=== Given records ===

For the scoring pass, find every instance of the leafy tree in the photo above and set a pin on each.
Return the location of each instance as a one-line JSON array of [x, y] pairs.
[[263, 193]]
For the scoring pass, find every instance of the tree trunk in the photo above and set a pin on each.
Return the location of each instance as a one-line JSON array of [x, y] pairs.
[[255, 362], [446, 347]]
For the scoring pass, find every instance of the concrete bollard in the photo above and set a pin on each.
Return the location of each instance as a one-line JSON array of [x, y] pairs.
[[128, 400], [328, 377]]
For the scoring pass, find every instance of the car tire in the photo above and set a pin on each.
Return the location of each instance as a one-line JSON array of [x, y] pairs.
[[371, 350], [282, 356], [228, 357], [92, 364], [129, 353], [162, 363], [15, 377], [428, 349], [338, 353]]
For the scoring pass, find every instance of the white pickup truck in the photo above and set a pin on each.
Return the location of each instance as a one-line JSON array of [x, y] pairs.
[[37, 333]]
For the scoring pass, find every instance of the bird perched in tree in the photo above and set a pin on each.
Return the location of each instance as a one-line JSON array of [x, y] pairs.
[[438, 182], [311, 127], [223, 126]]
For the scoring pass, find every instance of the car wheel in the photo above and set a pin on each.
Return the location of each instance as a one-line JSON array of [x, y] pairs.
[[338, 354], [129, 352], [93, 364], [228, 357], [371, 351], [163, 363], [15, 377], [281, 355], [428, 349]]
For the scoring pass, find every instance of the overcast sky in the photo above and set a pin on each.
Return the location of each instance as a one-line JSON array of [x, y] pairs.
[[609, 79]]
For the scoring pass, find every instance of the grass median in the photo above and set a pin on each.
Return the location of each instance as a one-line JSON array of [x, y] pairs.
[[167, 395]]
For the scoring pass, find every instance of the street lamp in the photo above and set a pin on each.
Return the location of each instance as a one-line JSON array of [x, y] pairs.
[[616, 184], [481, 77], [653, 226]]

===

## Brief
Copy exactly the lines of the listing above, beginning at the line with "For the scoring pass, find every instance of the car tire" and ending at its final line; write out nothing else.

## The completed task
For the scoring pass, find every instance of the car tire in the photo above and set a pin on each.
Return the location of each instance as a one-line JSON array of [x, y] pairs.
[[371, 350], [282, 356], [228, 357], [92, 364], [129, 353], [162, 363], [15, 377], [428, 349], [338, 353]]
For the scoring pass, find every instance of the white pickup truck in the photo above and set a pin on each.
Return the location of each instance as a one-line JSON array of [x, y] pairs.
[[37, 333]]
For the scoring pass, find every instance of the bird perched in tree in the photo above and set a pin on each.
Return the location of each instance as a one-line JSON array of [x, y] pairs.
[[438, 182], [311, 127], [223, 126]]
For the scoring pass, find every instance of the car wheel in the photo above and set a pin on each.
Return the location of each instance as a one-line JSON array of [x, y] pairs.
[[338, 354], [129, 352], [93, 364], [228, 357], [371, 351], [163, 363], [15, 377], [281, 355], [428, 349]]
For the scoring pass, find every instance of the overcast sky in the photo above and set a pin on each.
Return the location of each instance as a one-line JSON array of [x, y] pairs.
[[609, 79]]
For the scoring pass, find every instance of the grass median in the photo above and set a pin on each.
Return the location of each instance as a one-line JSON array of [x, y] pairs.
[[167, 395]]
For the scoring pass, find every instance of the street lamp in the photo above and set a pin on each.
Return the location of each instance as a one-line JSON array of [x, y] pairs.
[[616, 184], [481, 77], [653, 226]]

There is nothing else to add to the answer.